§ **What you are asked to do**
Please write out the complete listing that follows, exactly as it reads.

§ **Dataset excerpts**
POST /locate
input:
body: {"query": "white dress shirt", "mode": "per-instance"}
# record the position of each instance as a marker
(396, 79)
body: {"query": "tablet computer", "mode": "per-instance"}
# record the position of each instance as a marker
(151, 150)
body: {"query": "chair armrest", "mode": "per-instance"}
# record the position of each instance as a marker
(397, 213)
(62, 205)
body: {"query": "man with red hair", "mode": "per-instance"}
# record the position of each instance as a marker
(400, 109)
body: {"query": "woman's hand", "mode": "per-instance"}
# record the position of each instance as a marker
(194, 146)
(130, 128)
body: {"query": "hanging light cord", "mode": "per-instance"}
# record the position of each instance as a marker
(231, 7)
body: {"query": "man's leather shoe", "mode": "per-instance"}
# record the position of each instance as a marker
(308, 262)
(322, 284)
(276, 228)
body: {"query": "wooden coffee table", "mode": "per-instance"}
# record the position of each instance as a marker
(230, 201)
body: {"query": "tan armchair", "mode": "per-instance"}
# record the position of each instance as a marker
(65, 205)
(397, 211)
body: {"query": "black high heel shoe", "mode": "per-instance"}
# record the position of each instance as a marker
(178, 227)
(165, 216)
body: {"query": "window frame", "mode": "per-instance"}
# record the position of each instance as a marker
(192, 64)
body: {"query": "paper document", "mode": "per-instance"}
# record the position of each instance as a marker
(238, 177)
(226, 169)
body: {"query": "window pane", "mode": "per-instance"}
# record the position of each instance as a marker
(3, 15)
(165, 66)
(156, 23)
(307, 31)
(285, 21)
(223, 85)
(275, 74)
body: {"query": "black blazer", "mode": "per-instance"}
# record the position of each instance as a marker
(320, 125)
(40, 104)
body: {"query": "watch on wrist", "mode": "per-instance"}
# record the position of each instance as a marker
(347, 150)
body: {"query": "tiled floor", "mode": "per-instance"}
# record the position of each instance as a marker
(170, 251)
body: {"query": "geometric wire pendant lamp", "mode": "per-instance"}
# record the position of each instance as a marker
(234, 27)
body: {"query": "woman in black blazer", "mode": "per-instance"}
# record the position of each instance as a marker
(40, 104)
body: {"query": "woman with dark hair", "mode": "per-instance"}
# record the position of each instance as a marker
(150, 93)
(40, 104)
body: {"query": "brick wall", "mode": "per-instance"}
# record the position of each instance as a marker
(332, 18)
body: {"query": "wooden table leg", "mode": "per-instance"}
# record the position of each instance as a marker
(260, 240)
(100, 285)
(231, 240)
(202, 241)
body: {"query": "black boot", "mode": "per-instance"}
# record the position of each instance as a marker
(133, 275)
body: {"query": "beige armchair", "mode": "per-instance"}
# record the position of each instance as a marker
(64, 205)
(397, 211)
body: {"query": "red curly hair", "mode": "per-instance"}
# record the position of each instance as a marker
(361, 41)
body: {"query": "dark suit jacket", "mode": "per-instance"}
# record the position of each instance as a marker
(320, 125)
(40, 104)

§ **Output for this exercise**
POST /locate
input:
body: {"query": "white dress shirt", "mode": "per-instance"}
# record the position of each instance as a marker
(396, 79)
body: {"query": "tablet computer", "mode": "per-instance"}
# record the position of each instance as a marker
(151, 150)
body: {"query": "chair armrest", "mode": "per-instance"}
# record the position of each instance as a marker
(397, 213)
(62, 205)
body: {"query": "man with red hair", "mode": "per-instance"}
# record the position of each instance as a marker
(400, 109)
body: {"query": "woman's hand", "mode": "per-instance"}
# record the position of each instance as a marker
(194, 146)
(130, 128)
body: {"query": "hanging light cord", "mode": "per-instance"}
# record the position of each instance as a marker
(231, 7)
body: {"query": "man's leather shoe", "mode": "per-instance"}
# record the position of each instance as a marker
(308, 262)
(322, 284)
(276, 228)
body: {"query": "wooden coffee table", "mode": "per-instance"}
# record the position of each instance as a marker
(230, 201)
body: {"query": "tan armchair", "mode": "per-instance"}
# record the position of each instance as a marker
(65, 205)
(397, 211)
body: {"query": "black high heel shoe", "mode": "per-instance"}
# record the position of each instance as a marker
(178, 227)
(165, 216)
body: {"query": "window frame", "mode": "per-instance"}
# record the position of each instance as a marker
(192, 64)
body: {"query": "paper document", "mode": "per-instance"}
# record the position of each instance as a marker
(238, 177)
(226, 169)
body: {"query": "window pane", "mode": "per-instance"}
# record the position of each instance as a marker
(3, 15)
(165, 66)
(156, 23)
(307, 31)
(285, 21)
(223, 85)
(275, 74)
body: {"query": "black blazer", "mode": "per-instance"}
# record the position of each instance as a marker
(320, 125)
(40, 104)
body: {"query": "watch on wrist", "mode": "per-instance"}
# record the position of each instance as a marker
(347, 150)
body: {"query": "tiled floor", "mode": "per-instance"}
# record the position of each instance as a marker
(170, 251)
body: {"query": "geometric wire pendant lamp", "mode": "per-instance"}
# record the position of each instance as a marker
(234, 27)
body: {"query": "woman in black blazer", "mode": "per-instance"}
# record the position of each instance as a marker
(40, 104)
body: {"query": "woman with dark hair", "mode": "per-instance"}
# record the position of each instance as a marker
(150, 93)
(40, 104)
body: {"query": "brick wall", "mode": "per-instance"}
# record the position of each instance as a marker
(332, 18)
body: {"query": "wooden table leg", "mode": "per-instance"}
# record the position of each instance as a marker
(260, 240)
(100, 285)
(231, 240)
(202, 241)
body: {"query": "black boot", "mode": "per-instance"}
# record the position of each instance as a marker
(133, 275)
body: {"query": "beige armchair", "mode": "per-instance"}
# record the position of each instance as a marker
(64, 205)
(397, 211)
body: {"query": "red curly hair", "mode": "per-instance"}
# record the position of each instance as a marker
(361, 41)
body: {"query": "dark suit jacket", "mode": "per-instance"}
# record the position of each instance as a marker
(320, 125)
(40, 104)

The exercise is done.